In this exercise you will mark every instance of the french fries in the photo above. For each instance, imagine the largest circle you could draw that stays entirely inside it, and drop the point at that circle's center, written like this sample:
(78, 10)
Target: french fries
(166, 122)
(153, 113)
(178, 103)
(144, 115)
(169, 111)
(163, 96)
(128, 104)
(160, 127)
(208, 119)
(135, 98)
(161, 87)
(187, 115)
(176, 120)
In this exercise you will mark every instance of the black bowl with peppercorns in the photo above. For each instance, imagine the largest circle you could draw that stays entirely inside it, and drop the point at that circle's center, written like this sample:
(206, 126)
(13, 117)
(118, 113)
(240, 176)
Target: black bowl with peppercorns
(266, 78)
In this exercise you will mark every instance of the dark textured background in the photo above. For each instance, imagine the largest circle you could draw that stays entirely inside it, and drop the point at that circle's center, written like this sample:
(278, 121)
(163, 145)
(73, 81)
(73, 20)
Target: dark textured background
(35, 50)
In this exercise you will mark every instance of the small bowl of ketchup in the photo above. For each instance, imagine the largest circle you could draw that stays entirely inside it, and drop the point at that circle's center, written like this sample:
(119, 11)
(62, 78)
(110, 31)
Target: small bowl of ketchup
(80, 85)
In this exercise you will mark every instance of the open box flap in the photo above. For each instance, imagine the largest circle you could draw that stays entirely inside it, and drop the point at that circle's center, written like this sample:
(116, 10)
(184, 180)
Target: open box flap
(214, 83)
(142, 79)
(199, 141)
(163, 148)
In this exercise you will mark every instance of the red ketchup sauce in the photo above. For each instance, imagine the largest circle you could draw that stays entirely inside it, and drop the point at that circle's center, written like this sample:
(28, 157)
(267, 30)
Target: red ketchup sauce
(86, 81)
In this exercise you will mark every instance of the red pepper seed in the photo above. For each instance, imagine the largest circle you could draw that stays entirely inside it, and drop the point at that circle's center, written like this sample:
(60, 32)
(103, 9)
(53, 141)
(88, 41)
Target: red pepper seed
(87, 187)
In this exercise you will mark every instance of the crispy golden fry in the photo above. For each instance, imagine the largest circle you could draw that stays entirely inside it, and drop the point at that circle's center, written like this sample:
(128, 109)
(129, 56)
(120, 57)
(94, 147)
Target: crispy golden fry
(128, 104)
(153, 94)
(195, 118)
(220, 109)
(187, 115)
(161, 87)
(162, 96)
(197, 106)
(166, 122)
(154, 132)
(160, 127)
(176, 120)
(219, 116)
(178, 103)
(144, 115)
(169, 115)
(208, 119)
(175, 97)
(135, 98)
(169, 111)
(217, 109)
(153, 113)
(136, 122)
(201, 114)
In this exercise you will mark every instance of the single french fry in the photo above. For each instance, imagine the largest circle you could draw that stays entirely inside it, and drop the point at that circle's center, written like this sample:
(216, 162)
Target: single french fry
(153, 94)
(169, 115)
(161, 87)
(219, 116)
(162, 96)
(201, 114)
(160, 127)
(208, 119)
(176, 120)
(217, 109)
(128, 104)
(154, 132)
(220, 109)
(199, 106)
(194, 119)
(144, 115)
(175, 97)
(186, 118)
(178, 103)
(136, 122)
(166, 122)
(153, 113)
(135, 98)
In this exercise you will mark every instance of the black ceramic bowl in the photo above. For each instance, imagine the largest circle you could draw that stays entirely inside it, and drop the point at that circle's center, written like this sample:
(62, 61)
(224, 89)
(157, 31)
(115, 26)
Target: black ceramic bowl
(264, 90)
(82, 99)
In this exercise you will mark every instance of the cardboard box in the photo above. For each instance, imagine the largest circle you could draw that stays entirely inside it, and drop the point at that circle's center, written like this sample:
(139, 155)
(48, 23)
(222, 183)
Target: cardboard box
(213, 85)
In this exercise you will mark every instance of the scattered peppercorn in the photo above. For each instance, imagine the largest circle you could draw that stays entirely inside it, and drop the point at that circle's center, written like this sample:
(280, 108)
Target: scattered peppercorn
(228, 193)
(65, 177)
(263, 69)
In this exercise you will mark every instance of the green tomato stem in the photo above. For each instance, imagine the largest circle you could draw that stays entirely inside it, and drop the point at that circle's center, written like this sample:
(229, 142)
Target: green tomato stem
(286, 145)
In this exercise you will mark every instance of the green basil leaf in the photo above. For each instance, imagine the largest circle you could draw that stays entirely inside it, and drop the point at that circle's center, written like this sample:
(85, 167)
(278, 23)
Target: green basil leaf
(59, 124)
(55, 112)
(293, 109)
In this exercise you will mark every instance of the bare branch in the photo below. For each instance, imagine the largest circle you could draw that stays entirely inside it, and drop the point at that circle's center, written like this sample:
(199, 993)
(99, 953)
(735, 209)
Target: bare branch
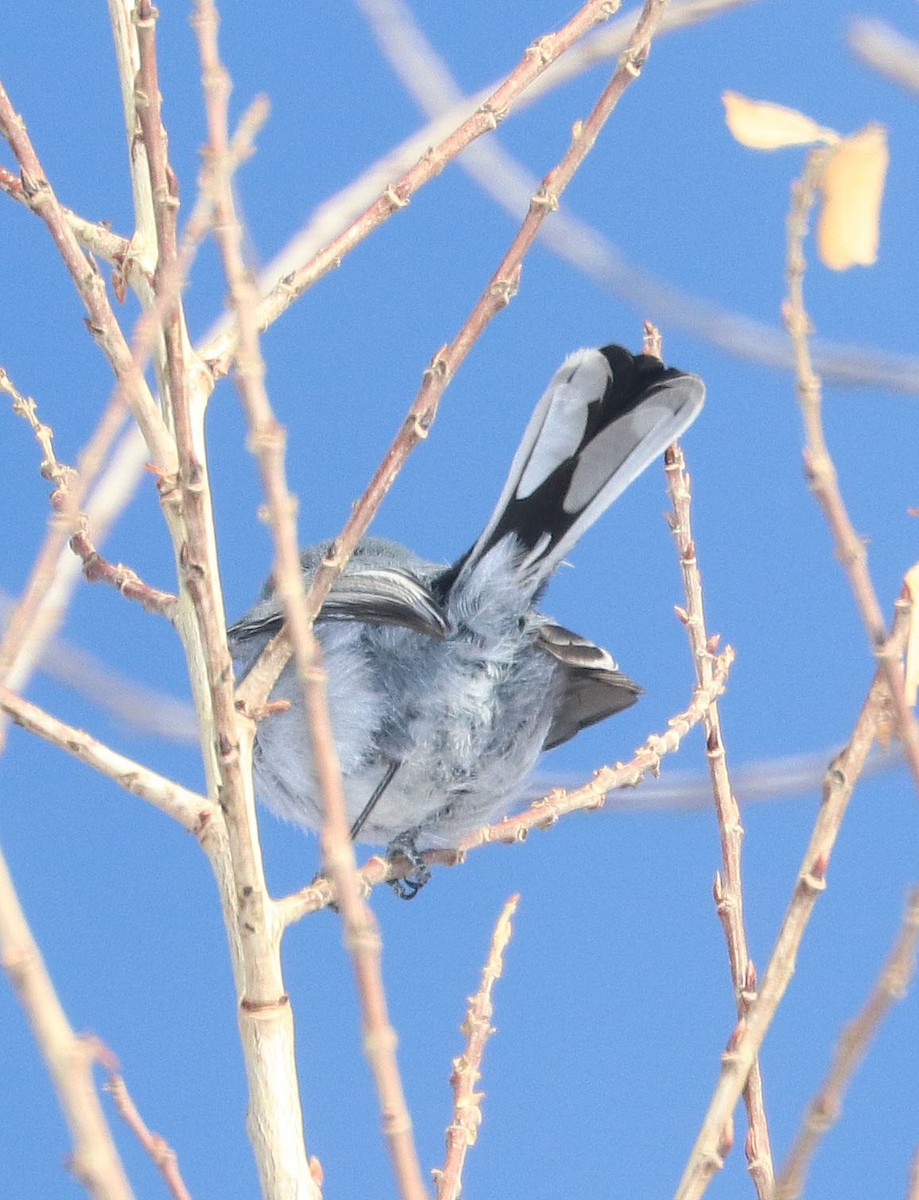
(90, 286)
(190, 809)
(728, 882)
(853, 1044)
(542, 814)
(95, 1161)
(463, 1129)
(95, 567)
(810, 883)
(487, 117)
(268, 441)
(498, 293)
(156, 1146)
(511, 185)
(821, 469)
(94, 237)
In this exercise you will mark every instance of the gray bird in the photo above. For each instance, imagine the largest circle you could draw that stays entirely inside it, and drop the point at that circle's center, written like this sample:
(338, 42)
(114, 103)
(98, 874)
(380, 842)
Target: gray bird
(445, 683)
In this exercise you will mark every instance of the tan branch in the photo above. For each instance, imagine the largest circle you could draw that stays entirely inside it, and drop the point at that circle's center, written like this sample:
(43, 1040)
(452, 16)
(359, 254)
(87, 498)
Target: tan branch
(821, 471)
(810, 883)
(853, 1044)
(268, 441)
(728, 882)
(94, 237)
(156, 1146)
(90, 285)
(95, 1161)
(542, 814)
(395, 197)
(66, 479)
(463, 1129)
(190, 809)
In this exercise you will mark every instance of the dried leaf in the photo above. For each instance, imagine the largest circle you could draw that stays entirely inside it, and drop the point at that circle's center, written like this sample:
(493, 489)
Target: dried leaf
(853, 186)
(766, 126)
(912, 646)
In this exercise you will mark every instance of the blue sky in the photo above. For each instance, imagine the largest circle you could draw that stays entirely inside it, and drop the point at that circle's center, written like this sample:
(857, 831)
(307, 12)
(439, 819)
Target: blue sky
(616, 1000)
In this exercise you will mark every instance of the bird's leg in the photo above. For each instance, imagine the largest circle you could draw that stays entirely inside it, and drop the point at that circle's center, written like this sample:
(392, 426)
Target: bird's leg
(408, 888)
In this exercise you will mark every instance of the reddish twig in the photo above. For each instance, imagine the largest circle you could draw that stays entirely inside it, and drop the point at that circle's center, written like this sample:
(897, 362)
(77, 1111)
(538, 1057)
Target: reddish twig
(463, 1129)
(497, 294)
(728, 881)
(94, 237)
(853, 1044)
(95, 1161)
(90, 285)
(397, 196)
(156, 1146)
(811, 881)
(820, 468)
(268, 442)
(542, 814)
(66, 479)
(190, 809)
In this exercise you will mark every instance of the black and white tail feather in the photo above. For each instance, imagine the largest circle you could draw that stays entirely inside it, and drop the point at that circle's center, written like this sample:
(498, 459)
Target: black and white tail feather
(446, 683)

» Exercise
Could you quote the entire listing above word for word, leaving the pictures out of your answer?

» Response
In this exercise you will mark every instance of the french fries in the photo above. For each instance, imagine the largest circle you could draw that stays entirely inside it, and drop the point at that circle's center, written like this sample:
(78, 10)
Target: french fries
(166, 122)
(153, 113)
(178, 103)
(144, 115)
(169, 111)
(163, 96)
(128, 104)
(160, 127)
(208, 119)
(135, 98)
(161, 87)
(187, 115)
(176, 120)
In this exercise you will mark every instance of the black bowl with peppercorns in the photo above. For each instance, imagine the largest circle you could draw that stays entirely inside it, and drop the point at that circle's center, written like this sample:
(206, 126)
(13, 117)
(118, 113)
(240, 176)
Target: black bowl with peppercorns
(266, 78)
In this exercise you will mark every instance of the dark textured background in the photo above. For each instance, imagine the largest circle you could draw that stays entirely inside it, and drop the point at that circle's center, written like this sample:
(278, 121)
(163, 145)
(73, 81)
(73, 20)
Target: dark textured background
(35, 50)
In this exercise you will mark every instance of the small bowl of ketchup in the photo above. For each instance, imagine the largest circle you could draw that stays entirely inside it, and drop the point at that circle's center, written like this sample:
(119, 11)
(62, 78)
(110, 31)
Target: small bowl of ketchup
(80, 85)
In this exercise you will mark every instance of the open box flap in the photo above. For each instance, imagine the largest circle you could draw that stays entirely inside it, and drop the point at that circle's center, written like this sample:
(116, 10)
(184, 180)
Target: open box flap
(214, 83)
(142, 79)
(199, 141)
(163, 148)
In this exercise you will mark every instance of the red ketchup sauce in the photo above. For each instance, imagine the largest circle you could draw that stays entirely inside it, and drop the point at that circle's center, written like this sample:
(28, 157)
(267, 30)
Target: red ketchup sauce
(86, 81)
In this exercise you will mark every instance of the red pepper seed in the photo above. For each instance, imagine the largest circle you could draw that stays entirely inside it, and drop the point at that circle's center, written like this sample:
(60, 32)
(103, 9)
(53, 141)
(88, 41)
Target: red pepper seed
(87, 187)
In this exercise you will mark every instance of the crispy golden fry in the photo above. For each instance, imagine the largest circle you could draw that stays entirely inside it, and drop the point at that circle's center, written like this sample:
(128, 109)
(129, 56)
(120, 57)
(94, 147)
Target: crispy golden fry
(128, 104)
(153, 94)
(195, 118)
(220, 109)
(187, 115)
(161, 87)
(162, 96)
(197, 106)
(166, 122)
(154, 132)
(160, 127)
(176, 120)
(219, 116)
(178, 103)
(144, 115)
(169, 115)
(208, 119)
(175, 97)
(135, 98)
(169, 111)
(217, 109)
(153, 113)
(136, 122)
(201, 114)
In this exercise you will mark every instance of the single french fry in the photo above. For each instance, imagine the largest circle you could draw that stays entirely inside it, and drop the point at that circle's center, written like this sample:
(216, 162)
Target: single french fry
(153, 94)
(169, 115)
(161, 87)
(219, 116)
(162, 96)
(201, 114)
(160, 127)
(208, 119)
(176, 120)
(217, 109)
(128, 104)
(154, 132)
(220, 109)
(199, 106)
(194, 119)
(144, 115)
(175, 97)
(186, 118)
(178, 103)
(136, 122)
(166, 122)
(153, 113)
(135, 98)
In this exercise you will mark every instance of the black ceramic bowl in the photo above. For each instance, imagine the largest circle you could draw that stays entirely inside it, and drop the point at that circle's center, written like this sample:
(62, 61)
(224, 89)
(157, 31)
(115, 26)
Target: black ceramic bowl
(264, 90)
(82, 99)
In this exercise you will mark every instance of the cardboard box in the photo above. For each instance, imagine the largest circle you could draw that stays entirely inside it, and drop the point at that circle's center, written like this sample:
(139, 155)
(48, 23)
(222, 183)
Target: cardboard box
(213, 85)
In this exercise you will mark every instance of the scattered peppercorn in the photo above. For each instance, imagine the largest circle you could draw that stays entirely inside it, and drop the point at that circle's center, written like this sample:
(280, 108)
Target: scattered peppercorn
(228, 193)
(65, 177)
(263, 69)
In this exercise you will mark every instance of the green tomato stem in the photo above. For each instance, imagine the largest circle you could draw that stays entirely inside it, and drop the point at that circle's center, written like this sample:
(229, 142)
Target: green tomato stem
(286, 145)
In this exercise you will mark every instance of the green basil leaf in the photo above. For each instance, imagine the largest circle you could draw that stays entirely inside it, and drop the point at that circle's center, written like this sample:
(85, 167)
(278, 23)
Target: green basil leaf
(59, 124)
(55, 112)
(293, 109)
In this exercise you will mark every instance of the bare branch in the photo below. For each instance, imagine the largest circle you could draw that stays entirely inside it, and drop the point at that circle's center, written like this sample:
(199, 993)
(99, 953)
(735, 209)
Target: bare branch
(90, 286)
(190, 809)
(728, 882)
(853, 1044)
(542, 814)
(95, 1161)
(463, 1129)
(95, 567)
(810, 883)
(487, 117)
(268, 441)
(498, 293)
(156, 1146)
(511, 185)
(821, 469)
(94, 237)
In this exercise you will mark every instance of the gray bird in the photo above. For each instance, imagine the largest circle you could draw that stays entirely inside it, and drop the point at that circle's center, written like this sample:
(338, 42)
(114, 103)
(98, 874)
(380, 842)
Target: gray bird
(445, 683)
In this exercise you will mark every instance of the tan branch in the photo above. For each instance, imagine the largest circle you could draw that stays entirely inside it, and drop the point at that circle's center, written like this sample:
(43, 1040)
(452, 16)
(359, 254)
(87, 498)
Target: tan branch
(821, 471)
(810, 883)
(853, 1044)
(268, 441)
(728, 882)
(94, 237)
(156, 1146)
(90, 285)
(95, 1161)
(542, 814)
(395, 197)
(66, 479)
(463, 1129)
(190, 809)
In this exercise you will mark every instance of the dried leaf in the photo above. For each instance, imagine the largest circle you could draw that stays entirely inside it, and drop the point at that circle's center, written like this sample:
(493, 489)
Target: dried leaf
(853, 186)
(766, 126)
(912, 646)
In this exercise you will mark every instance of the blue sky in the photo above. For each instance, imagine the largest circle you could draw that stays entirely inside it, and drop the point at that circle's center, written like this sample:
(857, 831)
(307, 12)
(439, 819)
Target: blue sky
(616, 1000)
In this exercise you will mark every instance of the bird's leg in the photo above. For each instance, imagine the largest circle you could draw that stays entirely inside it, and drop the point at that circle's center, written like this sample:
(392, 426)
Target: bird's leg
(408, 888)
In this exercise you will mark every instance of the reddish twig in the photo above. For each instance, imagine the largest circle you could draw that stays entirely inside it, and drop the point at that circle's center, written like this sample:
(897, 362)
(77, 1111)
(538, 1057)
Target: reddish twig
(463, 1129)
(497, 294)
(728, 881)
(94, 237)
(853, 1044)
(95, 1161)
(90, 285)
(397, 196)
(156, 1146)
(811, 881)
(820, 468)
(268, 442)
(542, 814)
(66, 479)
(190, 809)
In this exercise you will mark every instance of the black and white tail feather in the photo above. For each instance, imagine the largest circle you could draw that stays entirely inside it, and drop the point at that circle's center, written like this sample:
(498, 459)
Target: black and white tail feather
(446, 683)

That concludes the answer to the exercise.